#### INPUT DATA:
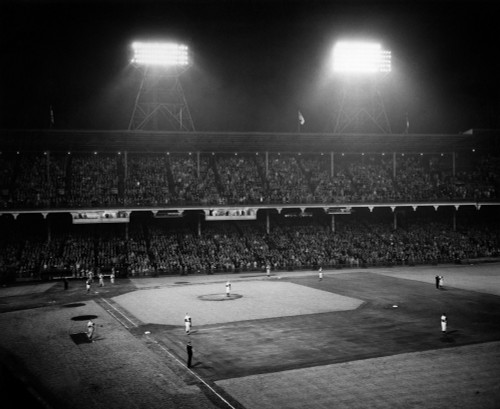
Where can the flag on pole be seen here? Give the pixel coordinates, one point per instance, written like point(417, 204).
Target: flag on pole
point(301, 118)
point(52, 122)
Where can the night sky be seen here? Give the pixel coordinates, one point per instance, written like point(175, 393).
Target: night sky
point(255, 63)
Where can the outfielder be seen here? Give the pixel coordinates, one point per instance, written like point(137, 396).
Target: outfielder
point(90, 330)
point(187, 323)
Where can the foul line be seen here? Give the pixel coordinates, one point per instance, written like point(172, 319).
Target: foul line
point(193, 373)
point(166, 350)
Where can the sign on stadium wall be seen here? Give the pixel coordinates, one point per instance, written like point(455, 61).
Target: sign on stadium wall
point(230, 214)
point(100, 217)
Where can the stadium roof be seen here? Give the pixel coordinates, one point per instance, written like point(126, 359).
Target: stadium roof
point(149, 141)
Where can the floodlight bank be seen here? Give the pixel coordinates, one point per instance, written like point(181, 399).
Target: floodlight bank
point(163, 54)
point(360, 57)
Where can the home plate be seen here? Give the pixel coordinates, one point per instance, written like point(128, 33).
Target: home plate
point(256, 300)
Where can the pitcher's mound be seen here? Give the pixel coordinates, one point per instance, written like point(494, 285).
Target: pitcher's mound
point(219, 297)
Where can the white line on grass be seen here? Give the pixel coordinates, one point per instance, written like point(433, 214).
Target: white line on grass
point(193, 373)
point(166, 350)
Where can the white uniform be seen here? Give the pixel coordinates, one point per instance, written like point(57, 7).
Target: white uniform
point(90, 330)
point(444, 321)
point(187, 323)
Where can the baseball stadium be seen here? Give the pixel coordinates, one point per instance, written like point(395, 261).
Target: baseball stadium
point(271, 207)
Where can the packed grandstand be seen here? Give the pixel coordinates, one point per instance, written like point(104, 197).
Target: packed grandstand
point(431, 200)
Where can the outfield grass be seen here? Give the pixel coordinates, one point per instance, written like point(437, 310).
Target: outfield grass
point(356, 339)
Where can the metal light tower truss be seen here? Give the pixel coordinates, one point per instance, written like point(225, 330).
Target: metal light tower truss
point(358, 105)
point(360, 109)
point(160, 103)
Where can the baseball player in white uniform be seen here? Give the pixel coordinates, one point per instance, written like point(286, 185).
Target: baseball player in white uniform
point(444, 322)
point(187, 323)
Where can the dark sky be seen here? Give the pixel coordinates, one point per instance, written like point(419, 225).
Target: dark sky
point(255, 63)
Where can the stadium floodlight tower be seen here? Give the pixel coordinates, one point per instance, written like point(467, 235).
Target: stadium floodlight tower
point(160, 103)
point(359, 67)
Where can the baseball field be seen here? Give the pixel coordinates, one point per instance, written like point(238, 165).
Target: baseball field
point(360, 338)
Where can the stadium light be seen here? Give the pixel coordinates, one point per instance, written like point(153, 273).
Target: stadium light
point(360, 58)
point(160, 54)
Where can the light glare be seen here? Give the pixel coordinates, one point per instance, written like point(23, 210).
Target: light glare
point(163, 54)
point(360, 57)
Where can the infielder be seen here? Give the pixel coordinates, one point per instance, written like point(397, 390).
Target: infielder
point(444, 321)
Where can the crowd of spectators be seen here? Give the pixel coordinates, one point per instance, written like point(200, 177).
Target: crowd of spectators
point(150, 247)
point(103, 180)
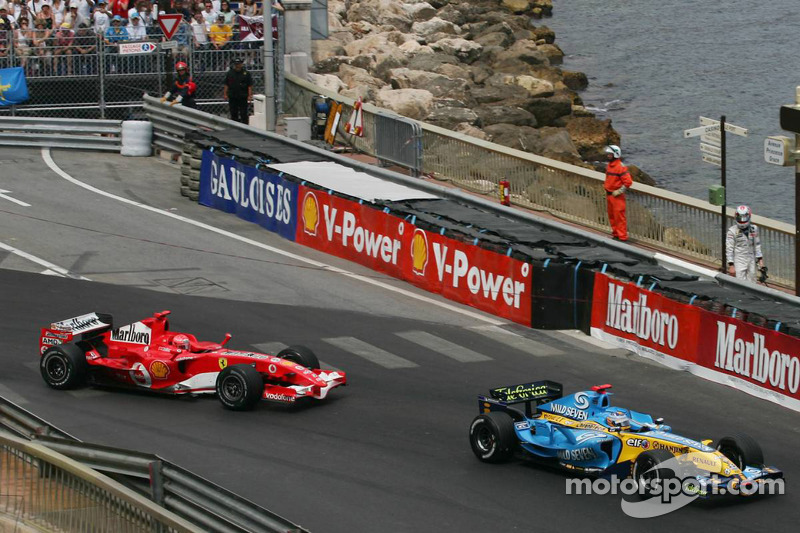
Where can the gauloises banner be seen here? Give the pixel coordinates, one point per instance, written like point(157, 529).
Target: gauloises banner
point(261, 197)
point(756, 360)
point(461, 272)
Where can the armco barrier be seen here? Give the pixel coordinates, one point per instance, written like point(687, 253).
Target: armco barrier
point(756, 360)
point(198, 502)
point(83, 134)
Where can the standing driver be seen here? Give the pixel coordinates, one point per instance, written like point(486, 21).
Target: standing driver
point(238, 90)
point(743, 246)
point(618, 180)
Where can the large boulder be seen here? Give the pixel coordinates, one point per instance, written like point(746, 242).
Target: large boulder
point(439, 86)
point(327, 81)
point(450, 117)
point(591, 136)
point(518, 56)
point(466, 51)
point(411, 103)
point(420, 12)
point(499, 114)
point(434, 25)
point(549, 110)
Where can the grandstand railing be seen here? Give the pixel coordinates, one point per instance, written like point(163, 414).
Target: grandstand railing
point(667, 221)
point(90, 79)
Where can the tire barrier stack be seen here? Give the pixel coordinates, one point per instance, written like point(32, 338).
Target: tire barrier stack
point(502, 262)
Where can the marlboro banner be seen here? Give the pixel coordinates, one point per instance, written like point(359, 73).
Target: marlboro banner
point(759, 361)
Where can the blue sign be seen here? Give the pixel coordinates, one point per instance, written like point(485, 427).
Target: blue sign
point(254, 195)
point(13, 88)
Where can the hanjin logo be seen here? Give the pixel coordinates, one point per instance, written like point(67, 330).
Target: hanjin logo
point(419, 252)
point(310, 214)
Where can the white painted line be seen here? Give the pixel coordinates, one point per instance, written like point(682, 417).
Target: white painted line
point(370, 353)
point(578, 338)
point(12, 396)
point(54, 269)
point(443, 346)
point(4, 195)
point(271, 348)
point(518, 342)
point(55, 168)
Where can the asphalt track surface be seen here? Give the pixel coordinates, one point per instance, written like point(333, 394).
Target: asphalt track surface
point(387, 453)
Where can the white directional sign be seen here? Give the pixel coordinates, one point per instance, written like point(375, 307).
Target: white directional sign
point(711, 149)
point(4, 195)
point(779, 151)
point(730, 128)
point(702, 130)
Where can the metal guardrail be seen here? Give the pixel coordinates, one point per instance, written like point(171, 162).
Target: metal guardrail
point(204, 505)
point(668, 221)
point(84, 134)
point(43, 488)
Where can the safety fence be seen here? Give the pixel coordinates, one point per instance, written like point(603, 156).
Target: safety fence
point(56, 481)
point(87, 78)
point(85, 134)
point(667, 221)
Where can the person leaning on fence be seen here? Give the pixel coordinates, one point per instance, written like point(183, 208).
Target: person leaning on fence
point(183, 90)
point(101, 20)
point(238, 90)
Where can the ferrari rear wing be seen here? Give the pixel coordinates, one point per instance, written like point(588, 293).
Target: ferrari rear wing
point(538, 392)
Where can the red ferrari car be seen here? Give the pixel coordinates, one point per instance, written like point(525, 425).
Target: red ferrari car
point(147, 355)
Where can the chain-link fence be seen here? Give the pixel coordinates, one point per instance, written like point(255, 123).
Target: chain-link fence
point(80, 75)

#### WORK INSTRUCTIONS:
The answer should consist of every line above, exact and free of images.

#### WRITTEN RESPONSE:
Where can the flag on pole be seen here? Give the pixel coordinates, one point per instance, written like point(417, 204).
Target: flag on pole
point(301, 118)
point(52, 122)
Where can the night sky be seen here? Give the pixel coordinates, one point per instance, written like point(175, 393).
Target: night sky
point(255, 63)
Where can the outfielder be seen here? Give the pixel coordinates, one point per instance, written like point(137, 396).
Target: outfielder
point(90, 330)
point(187, 323)
Where can the foul line be seen here? Give the pixel coordinates, one point per instance, written like point(172, 319).
Target: foul line
point(193, 373)
point(166, 350)
Where can the sign on stadium wall be seen here? Give the pixel coordinates, one point per instance, written like point(455, 61).
Target: sign on stadium wall
point(230, 214)
point(100, 217)
Where can the stadium roof be seen here? Give the pixel coordinates, one point per instance, written like point(126, 359).
Target: stadium roof
point(149, 141)
Where can the floodlight bank be seen here? Give the pixel coordinates, one point per instance, written like point(181, 399).
Target: floodlight bank
point(163, 54)
point(360, 57)
Where can the home plate be seen here? Give the pixel coordinates, one point per instance, written like point(128, 33).
Target: home plate
point(256, 300)
Where can the pitcher's mound be seen here? Give the pixel coordinates, one point per instance, written like point(494, 285).
Target: pitcher's mound
point(219, 297)
Where can the white line on grass be seen here? Give the pixel coordinates, one point per instance, written like point(433, 214).
Target: white line on grass
point(193, 373)
point(166, 350)
Where can the white uniform be seen here? Give the pixel coordinates, one point per instance, written like point(57, 7).
Target: white uniform
point(90, 330)
point(444, 321)
point(187, 323)
Where can the baseball stadium be seen here? Give the pixel coordinates, one point per instance, written like point(395, 261).
Target: baseball stadium
point(271, 207)
Where can the packed grandstand be seen here? Give the pixel coordinates, one point per instance, written like point(104, 197).
Target: packed grandstand
point(431, 200)
Where can the outfield grass be seen here? Give the pixel coordinates, one point per instance, written like point(437, 310).
Target: outfield grass
point(356, 339)
Where can the metal light tower truss be seen here? Give the pixel coordinates, one point per instance, written like point(225, 330).
Target: metal light tower truss
point(358, 105)
point(360, 109)
point(160, 103)
Where can the baseball player in white uniform be seen here? Give the pixel coordinates, one point per instance, written like point(286, 185).
Target: baseball player in white uniform
point(444, 322)
point(187, 323)
Where can the dark sky be seen here? Give the pixel coordinates, one point per instance, written like point(419, 225).
Target: dark sky
point(255, 63)
Where can the stadium floodlight tower be seen here? Give the pixel coordinates, one point per instance, written like point(467, 235).
Target: stadium floodlight tower
point(160, 103)
point(359, 67)
Where can the baseball field be seen here? Give the pixel coordinates, one point per instance, written like point(238, 165).
Target: baseball field
point(360, 338)
Where can the stadium light be seen here? Give the pixel coordinates, one point per instance, written like point(153, 273).
Target: stadium light
point(360, 58)
point(160, 54)
Where can the light glare be seen here? Give the pixel coordinates, one point per instance, written like point(23, 210).
Target: light glare
point(163, 54)
point(360, 57)
Where can the infielder be seen here? Give the pixel coordinates, one point per instance, written like point(397, 390).
Target: infielder
point(444, 321)
Where can the crowd of spectators be seen here? Give the pixel coordinates, one point per instance, written like point(200, 177).
Target: crowd of spectators
point(150, 247)
point(103, 180)
Where can the gauloises banner be seen here? Give the pixel coordinates, one point per instance, written like point(157, 529).
Target: gauloises banner
point(261, 197)
point(756, 360)
point(461, 272)
Where can the armco barrier be seen here? Give the pixel coordinates, one point per instance, written like point(687, 253).
Target: armco barrier
point(756, 360)
point(198, 502)
point(83, 134)
Where can the standing driver be seen here? Give the pixel coordinates, one point per instance, written like point(486, 21).
Target: standing driver
point(238, 90)
point(743, 246)
point(618, 180)
Where can the large boulder be seen here? Give the pixel coordinates, one point per instance, written like point(746, 242).
Target: large boulder
point(439, 86)
point(327, 81)
point(450, 117)
point(591, 136)
point(518, 56)
point(466, 51)
point(411, 103)
point(420, 12)
point(499, 114)
point(434, 25)
point(549, 110)
Where can the grandstand railing be seen here? Give the pixel coordinates, one point per instance, written like point(163, 414).
Target: grandstand railing
point(667, 221)
point(90, 79)
Where can the tire barrier stack be seen here? Give the pixel coordinates, one point per instance, written like point(32, 338).
Target: tire barrier stack
point(502, 262)
Where can the marlboro banner be seen here? Give the pixel coordinates, one point per instance, written like point(359, 73).
Target: marlboro banner
point(759, 361)
Where can the blue sign be seen here? Give the pixel coordinates, one point per instance, written like point(485, 427).
Target: blue sign
point(254, 195)
point(13, 88)
Where can the hanjin logo be seen here? Give the pixel coordinates, one point per instance, written like point(67, 330).
Target: hanjin logo
point(419, 252)
point(310, 214)
Where can the white painted line be seen here? Give the pixel coordinates, one point per instance, written like point(682, 417).
Target: white painted line
point(370, 353)
point(578, 338)
point(12, 396)
point(54, 269)
point(443, 346)
point(4, 195)
point(271, 348)
point(518, 342)
point(55, 168)
Where can the asphalt track surface be seen here? Give the pixel coordinates, one point per instance, written like point(333, 394).
Target: asphalt track surface
point(387, 453)
Where can the white directional sign be seen here? Give the pixel coordinates, one point per instance, written like point(375, 307).
Target: white directional sign
point(711, 149)
point(4, 195)
point(779, 151)
point(730, 128)
point(702, 130)
Where can the metal guardrail be seen here? Give the pixel coordinates, one point per instance, written like point(171, 162).
Target: metal guardrail
point(204, 505)
point(668, 221)
point(84, 134)
point(43, 488)
Where can the safety fence be seen here? Give the pixel coordinates, one point per instance, written like point(603, 156).
Target: safety fence
point(56, 481)
point(87, 78)
point(85, 134)
point(667, 221)
Where can the person leaning on fence be seen here? Give the pixel coordinates, one point per instance, written like point(183, 208).
Target: person leaning on fence
point(183, 90)
point(101, 20)
point(238, 90)
Where can the ferrari rear wing be seen here? Give the pixel coordinates, one point per instance, written like point(588, 293).
Target: ferrari rear wing
point(538, 392)
Where can the red ferrari car be seen here? Give the pixel coordinates, one point per instance, written like point(525, 425).
Target: red ferrari car
point(147, 355)
Where can the chain-link fence be seen here? Give the pixel coordinates, one point per instance, written like point(255, 123).
Target: chain-link fence
point(80, 75)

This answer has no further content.